## Document section

====

Image Generation

Rayu-CLI ships a built-in GenerateImage tool that lets the agent create and edit images from a text prompt, using either NVIDIA's free hosted image models or Google Imagen 4 on Vertex AI. The agent uses it automatically when it needs an image (for example, generating assets for a frontend it is building) or when you ask for one.

Requirements

Either backend enables the tool:

  • NVIDIA — reuses the nvidia API key from ~/.rayu/providers.json, or the NVIDIA_API_KEY environment variable. Run /connect and pick NVIDIA, or set NVIDIA_API_KEY.
  • Google Vertex AI (Imagen 4) — uses a configured Gemini / Vertex AI provider (OAuth / ADC). Run /connectGoogle Gemini — Vertex AI, or have Application Default Credentials + GOOGLE_CLOUD_PROJECT set. See Providers.

====

## Dataset extract
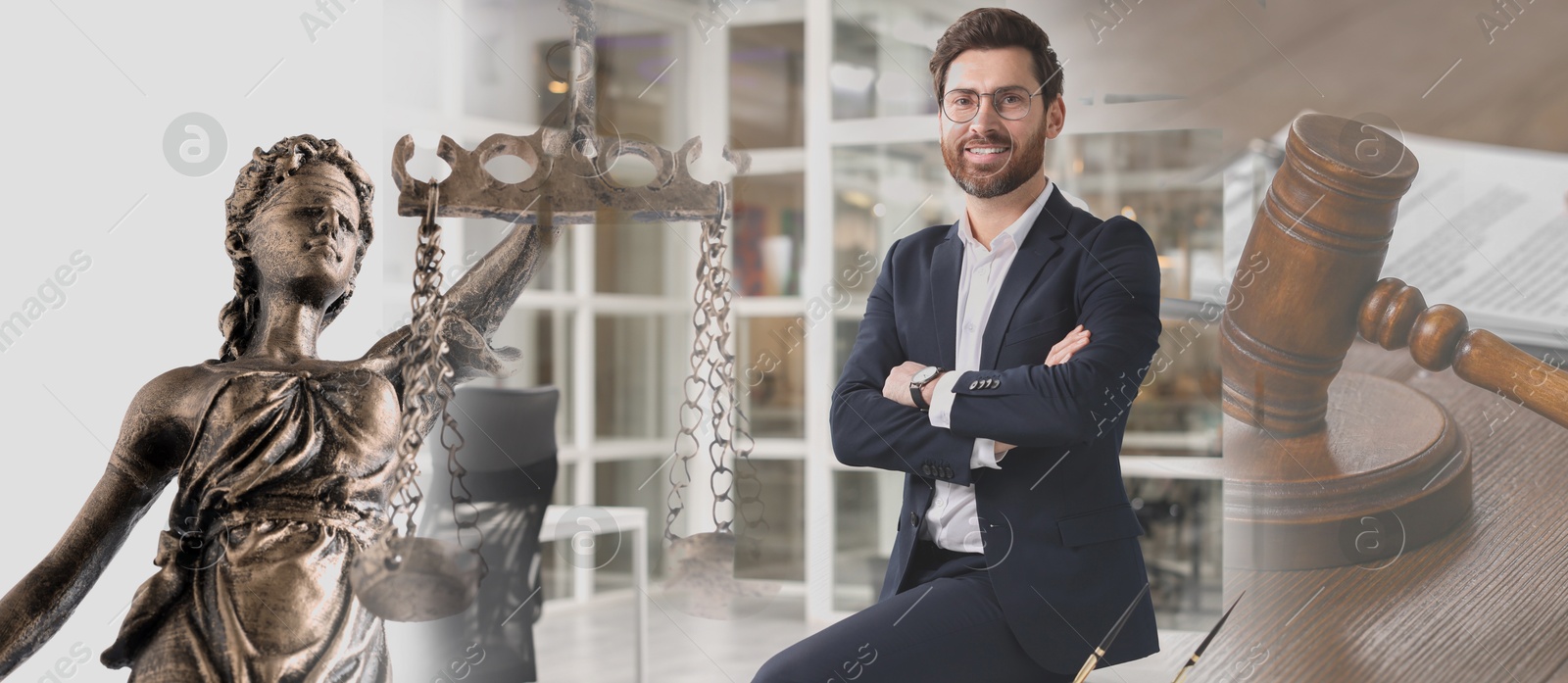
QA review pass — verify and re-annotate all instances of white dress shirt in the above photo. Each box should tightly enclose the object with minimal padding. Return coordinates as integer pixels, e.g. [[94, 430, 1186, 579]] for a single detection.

====

## Work request 1
Answer each question from the Rayu-CLI image generation text, one line per answer, marked the same way.
(a) Which two backends can the GenerateImage tool use to make images?
(b) In which file does the NVIDIA backend look for the nvidia API key?
(c) Which environment variable goes with Application Default Credentials for the Vertex AI backend?
## Work request 2
Write what comes next in the Rayu-CLI image generation text, picking up after its last sentence.

## Your response 1
(a) NVIDIA's free hosted image models or Google Imagen 4 on Vertex AI
(b) ~/.rayu/providers.json
(c) GOOGLE_CLOUD_PROJECT

## Your response 2
The tool is hidden when neither backend is configured. When both are available, selecting an imagen-* model routes to Vertex; otherwise NVIDIA is used (Vertex is used automatically when it is the only configured backend).

What it does

  1. Calls the NVIDIA genai endpoint (https://ai.api.nvidia.com/v1/genai/<model>).
  2. Saves the PNG to disk (default ./generated-image-<timestamp>.png, always inside the working directory) so generated assets can be referenced from code.
  3. Returns the image inline so the model can see the result.
  4. Displays it in your terminal: native inline image on iTerm2/WezTerm, or truecolor ANSI half-blocks on any 24-bit/256-color terminal (xterm-256color, Kitty, Ghostty, most Linux terminals). Falls back to printing the path.

Parameters

ParamDescription
prompt (required)Text description of the image, or the edit to make.
output_pathWhere to save the PNG (inside the working directory).
modelImage model id (see below).
width / heightDimensions (FLUX models).
aspect_ratioe.g. 1:1, 16:9 (Stable Diffusion models).
steps, cfg_scale, seed, negative_promptSampling controls.
input_imagePath to an existing image to edit (routes to an editing model).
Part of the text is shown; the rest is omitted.